#### What is expected:
Keep every word the same. Repeat the records without their images.
===============
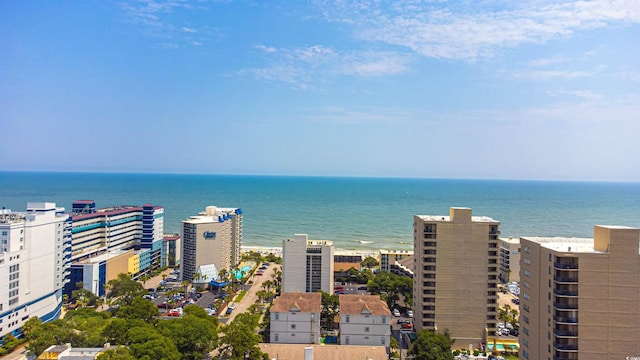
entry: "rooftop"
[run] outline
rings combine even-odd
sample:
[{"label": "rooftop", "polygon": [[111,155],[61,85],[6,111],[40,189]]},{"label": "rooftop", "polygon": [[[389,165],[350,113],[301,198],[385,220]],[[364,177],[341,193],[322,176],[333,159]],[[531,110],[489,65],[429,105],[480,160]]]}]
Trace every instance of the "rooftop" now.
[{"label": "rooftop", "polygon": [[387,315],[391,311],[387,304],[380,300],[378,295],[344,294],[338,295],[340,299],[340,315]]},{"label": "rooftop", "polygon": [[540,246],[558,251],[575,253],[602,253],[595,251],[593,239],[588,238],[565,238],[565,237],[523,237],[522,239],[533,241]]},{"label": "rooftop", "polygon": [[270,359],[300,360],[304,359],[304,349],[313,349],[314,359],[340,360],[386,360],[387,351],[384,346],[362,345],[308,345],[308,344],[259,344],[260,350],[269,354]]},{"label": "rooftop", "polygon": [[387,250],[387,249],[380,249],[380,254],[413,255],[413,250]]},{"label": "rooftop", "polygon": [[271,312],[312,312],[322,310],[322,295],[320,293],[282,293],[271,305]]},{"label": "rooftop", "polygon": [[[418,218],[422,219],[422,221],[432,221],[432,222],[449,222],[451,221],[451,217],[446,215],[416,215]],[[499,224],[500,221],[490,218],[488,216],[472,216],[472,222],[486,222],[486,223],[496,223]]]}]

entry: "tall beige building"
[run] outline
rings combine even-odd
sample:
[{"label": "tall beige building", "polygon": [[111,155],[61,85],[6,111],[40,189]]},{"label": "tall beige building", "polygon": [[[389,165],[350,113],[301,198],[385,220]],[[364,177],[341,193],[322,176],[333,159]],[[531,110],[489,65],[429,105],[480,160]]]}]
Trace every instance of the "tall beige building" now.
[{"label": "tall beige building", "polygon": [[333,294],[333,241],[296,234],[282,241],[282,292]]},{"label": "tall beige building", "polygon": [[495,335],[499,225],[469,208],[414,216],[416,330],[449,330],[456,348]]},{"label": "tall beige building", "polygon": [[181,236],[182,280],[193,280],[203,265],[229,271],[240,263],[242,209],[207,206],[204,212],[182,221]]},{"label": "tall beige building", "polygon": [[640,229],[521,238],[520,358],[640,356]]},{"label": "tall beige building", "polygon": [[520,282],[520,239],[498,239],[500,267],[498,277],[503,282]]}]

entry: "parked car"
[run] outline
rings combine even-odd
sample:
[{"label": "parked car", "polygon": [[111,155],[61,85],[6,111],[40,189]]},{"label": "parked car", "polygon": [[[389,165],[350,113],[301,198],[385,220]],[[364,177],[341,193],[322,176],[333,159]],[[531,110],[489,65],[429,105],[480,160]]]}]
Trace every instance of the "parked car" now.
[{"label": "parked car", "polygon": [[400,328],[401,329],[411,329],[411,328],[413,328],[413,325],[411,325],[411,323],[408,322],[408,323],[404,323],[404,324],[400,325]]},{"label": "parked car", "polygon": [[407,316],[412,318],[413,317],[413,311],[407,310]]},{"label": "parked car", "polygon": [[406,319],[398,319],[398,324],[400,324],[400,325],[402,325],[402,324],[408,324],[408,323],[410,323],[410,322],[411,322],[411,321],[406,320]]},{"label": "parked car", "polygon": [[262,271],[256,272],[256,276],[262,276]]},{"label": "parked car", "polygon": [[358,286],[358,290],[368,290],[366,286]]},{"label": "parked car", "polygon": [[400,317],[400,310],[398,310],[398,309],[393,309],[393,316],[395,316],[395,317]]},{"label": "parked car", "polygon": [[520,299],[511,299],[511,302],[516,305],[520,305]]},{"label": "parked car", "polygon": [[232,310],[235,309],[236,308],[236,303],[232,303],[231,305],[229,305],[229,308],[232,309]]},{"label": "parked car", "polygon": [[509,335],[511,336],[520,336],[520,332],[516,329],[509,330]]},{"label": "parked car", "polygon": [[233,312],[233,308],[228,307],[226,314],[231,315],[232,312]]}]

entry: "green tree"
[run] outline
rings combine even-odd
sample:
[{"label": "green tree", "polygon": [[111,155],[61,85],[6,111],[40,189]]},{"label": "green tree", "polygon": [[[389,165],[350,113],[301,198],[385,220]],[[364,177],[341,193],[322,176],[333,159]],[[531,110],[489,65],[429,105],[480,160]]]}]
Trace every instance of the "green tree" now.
===============
#### Task solution:
entry: "rooftop"
[run] outline
rings combine even-odd
sample:
[{"label": "rooftop", "polygon": [[111,155],[61,85],[6,111],[40,189]]},{"label": "rooftop", "polygon": [[[389,165],[350,113],[301,198],[385,220]],[[364,177],[341,193],[322,176],[333,159]],[[531,110],[489,65],[429,105],[480,160]]]}]
Trace every instance of the "rooftop" now.
[{"label": "rooftop", "polygon": [[387,315],[391,311],[387,304],[380,300],[378,295],[344,294],[338,295],[340,299],[340,315]]},{"label": "rooftop", "polygon": [[540,246],[558,251],[575,253],[602,253],[595,251],[593,239],[588,238],[565,238],[565,237],[523,237],[522,239],[533,241]]},{"label": "rooftop", "polygon": [[270,359],[300,360],[304,359],[304,349],[313,349],[314,359],[340,360],[386,360],[387,351],[384,346],[362,345],[308,345],[308,344],[259,344],[260,350],[269,354]]},{"label": "rooftop", "polygon": [[387,250],[387,249],[380,249],[380,254],[413,255],[413,250]]},{"label": "rooftop", "polygon": [[271,312],[312,312],[322,310],[322,295],[320,293],[282,293],[271,305]]},{"label": "rooftop", "polygon": [[[418,218],[422,219],[422,221],[432,221],[432,222],[449,222],[451,221],[451,217],[446,215],[416,215]],[[499,224],[500,221],[490,218],[488,216],[472,216],[472,222],[486,222],[486,223],[496,223]]]}]

entry: "tall beige building"
[run] outline
rings combine even-odd
sample:
[{"label": "tall beige building", "polygon": [[111,155],[61,85],[6,111],[40,189]]},{"label": "tall beige building", "polygon": [[[389,165],[350,113],[301,198],[385,220]],[[364,177],[341,193],[322,176],[333,159]],[[531,110],[489,65],[429,105],[480,160]]]}]
Trace every instance of the "tall beige building" now.
[{"label": "tall beige building", "polygon": [[333,294],[333,241],[296,234],[282,241],[282,292]]},{"label": "tall beige building", "polygon": [[495,335],[499,225],[469,208],[414,216],[416,330],[449,330],[456,348]]},{"label": "tall beige building", "polygon": [[181,236],[182,280],[193,280],[203,265],[229,271],[240,263],[242,209],[207,206],[204,212],[182,221]]},{"label": "tall beige building", "polygon": [[640,229],[521,238],[520,358],[640,356]]},{"label": "tall beige building", "polygon": [[520,282],[520,239],[498,239],[500,267],[498,277],[503,282]]}]

entry: "parked car"
[run] outline
rings combine even-odd
sample:
[{"label": "parked car", "polygon": [[111,155],[61,85],[6,111],[40,189]]},{"label": "parked car", "polygon": [[[389,165],[350,113],[301,198],[385,220]],[[364,177],[341,193],[322,176],[333,159]],[[531,110],[489,65],[429,105],[480,160]]]}]
Trace every instance of the "parked car" now.
[{"label": "parked car", "polygon": [[400,328],[401,329],[411,329],[411,328],[413,328],[413,325],[411,325],[411,323],[408,322],[408,323],[404,323],[404,324],[400,325]]},{"label": "parked car", "polygon": [[407,316],[412,318],[413,317],[413,311],[407,310]]},{"label": "parked car", "polygon": [[406,319],[398,319],[398,324],[400,324],[400,325],[402,325],[402,324],[408,324],[408,323],[410,323],[410,322],[411,322],[411,321],[406,320]]},{"label": "parked car", "polygon": [[262,271],[256,272],[256,276],[262,276]]},{"label": "parked car", "polygon": [[358,286],[358,290],[368,290],[366,286]]},{"label": "parked car", "polygon": [[400,317],[400,310],[398,310],[398,309],[393,309],[393,316],[395,316],[395,317]]},{"label": "parked car", "polygon": [[520,299],[511,299],[511,302],[516,305],[520,305]]},{"label": "parked car", "polygon": [[232,310],[235,309],[236,308],[236,303],[232,303],[231,305],[229,305],[229,308],[232,309]]},{"label": "parked car", "polygon": [[509,335],[511,336],[520,336],[520,332],[516,329],[509,330]]},{"label": "parked car", "polygon": [[233,312],[233,308],[228,307],[226,314],[231,315],[232,312]]}]

entry: "green tree"
[run] outline
rings combine even-odd
sample:
[{"label": "green tree", "polygon": [[111,155],[61,85],[6,111],[40,189]]},{"label": "green tree", "polygon": [[[389,165],[350,113],[301,198],[385,220]],[[364,177],[341,193],[322,176],[333,159]],[[531,110],[489,65],[429,105],[480,160]]]}]
Trace every instance of the "green tree" now.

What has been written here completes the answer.